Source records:

━━━━

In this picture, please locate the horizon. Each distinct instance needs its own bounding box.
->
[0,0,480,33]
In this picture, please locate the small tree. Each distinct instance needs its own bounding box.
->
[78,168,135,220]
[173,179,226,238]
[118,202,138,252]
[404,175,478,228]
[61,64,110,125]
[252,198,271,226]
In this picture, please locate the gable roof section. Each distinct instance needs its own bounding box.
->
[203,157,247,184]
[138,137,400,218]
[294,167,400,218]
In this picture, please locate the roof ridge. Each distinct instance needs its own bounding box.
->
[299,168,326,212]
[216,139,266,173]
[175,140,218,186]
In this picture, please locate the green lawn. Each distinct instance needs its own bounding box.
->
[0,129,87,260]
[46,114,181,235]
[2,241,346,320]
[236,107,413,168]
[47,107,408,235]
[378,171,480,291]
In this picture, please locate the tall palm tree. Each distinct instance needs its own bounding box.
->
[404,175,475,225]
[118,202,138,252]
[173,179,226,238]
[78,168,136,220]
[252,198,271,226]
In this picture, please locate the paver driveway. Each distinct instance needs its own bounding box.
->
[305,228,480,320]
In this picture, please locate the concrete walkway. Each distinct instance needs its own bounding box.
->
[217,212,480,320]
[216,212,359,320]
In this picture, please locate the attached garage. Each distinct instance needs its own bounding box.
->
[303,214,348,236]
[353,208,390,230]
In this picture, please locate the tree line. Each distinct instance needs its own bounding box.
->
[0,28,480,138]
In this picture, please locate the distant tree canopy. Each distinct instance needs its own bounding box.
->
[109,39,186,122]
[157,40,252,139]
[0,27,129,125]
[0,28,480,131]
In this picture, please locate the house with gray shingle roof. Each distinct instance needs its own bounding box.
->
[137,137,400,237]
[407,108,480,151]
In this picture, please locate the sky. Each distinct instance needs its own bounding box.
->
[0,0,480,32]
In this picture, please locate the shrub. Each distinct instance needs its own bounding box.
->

━━━━

Task brief
Format each line of the material above as a numbered list, leaving out any blank lines.

Reply
1. In this picture, please locate the horizon. Each distinct instance needs its own bounding box.
2. ->
3. [0,0,480,33]
4. In this picture, please locate the small tree. Each distinct instance needs its own bounding box.
5. ->
6. [78,168,135,220]
7. [173,179,226,238]
8. [118,202,138,252]
9. [404,175,478,228]
10. [61,64,110,125]
11. [252,198,271,226]
12. In this picture, please locate the gable roof section. Each distinct instance needs its own bounding box.
13. ->
14. [203,157,247,184]
15. [138,137,400,218]
16. [294,167,400,218]
17. In this picture, please locate the roof ridge. Each distinct instance needs its own bounding box.
18. ->
19. [299,168,326,212]
20. [216,139,266,173]
21. [175,140,218,186]
22. In this picture, please locate the green lawn. Each distinct instance needs its own bounding box.
23. ->
24. [0,129,87,260]
25. [46,114,181,235]
26. [2,241,346,320]
27. [236,107,413,168]
28. [47,107,408,235]
29. [378,171,480,291]
30. In this picture, please locate the tall palm tree. Each distinct instance needs its own bounding box.
31. ->
32. [404,175,475,225]
33. [118,202,138,252]
34. [173,179,226,238]
35. [78,168,136,220]
36. [252,198,271,226]
37. In this picture, please locate the paver driveway. Each distinct instance needs its own bounding box.
38. ->
39. [305,228,480,320]
40. In this picture, please locate the concrete walkway. Each distinct instance needs its own bounding box.
41. ->
42. [217,212,480,320]
43. [216,212,359,320]
44. In this picture, please locate the attached garage. Each distinct instance needs its own bounding box.
45. ->
46. [303,214,348,236]
47. [353,208,390,230]
48. In this picture, please locate the tree line. Each distinct instance needs its own bounding box.
49. ->
50. [0,28,480,138]
51. In this picture, please locate the distant tree canopy. Each distinct instance needs its own bounding box.
52. ->
53. [109,39,186,122]
54. [157,40,252,139]
55. [0,27,129,125]
56. [0,28,480,131]
57. In this picture, please locate the house with gray shingle roof. Each distinct instance needs its own bounding box.
58. ->
59. [137,137,400,237]
60. [407,108,480,151]
61. In this picture, please locate the sky. Each distinct instance needs its own bounding box.
62. ->
63. [0,0,480,32]
64. In this picture, please locate the shrub. Each distinct instance needs its own bounding box.
65. ->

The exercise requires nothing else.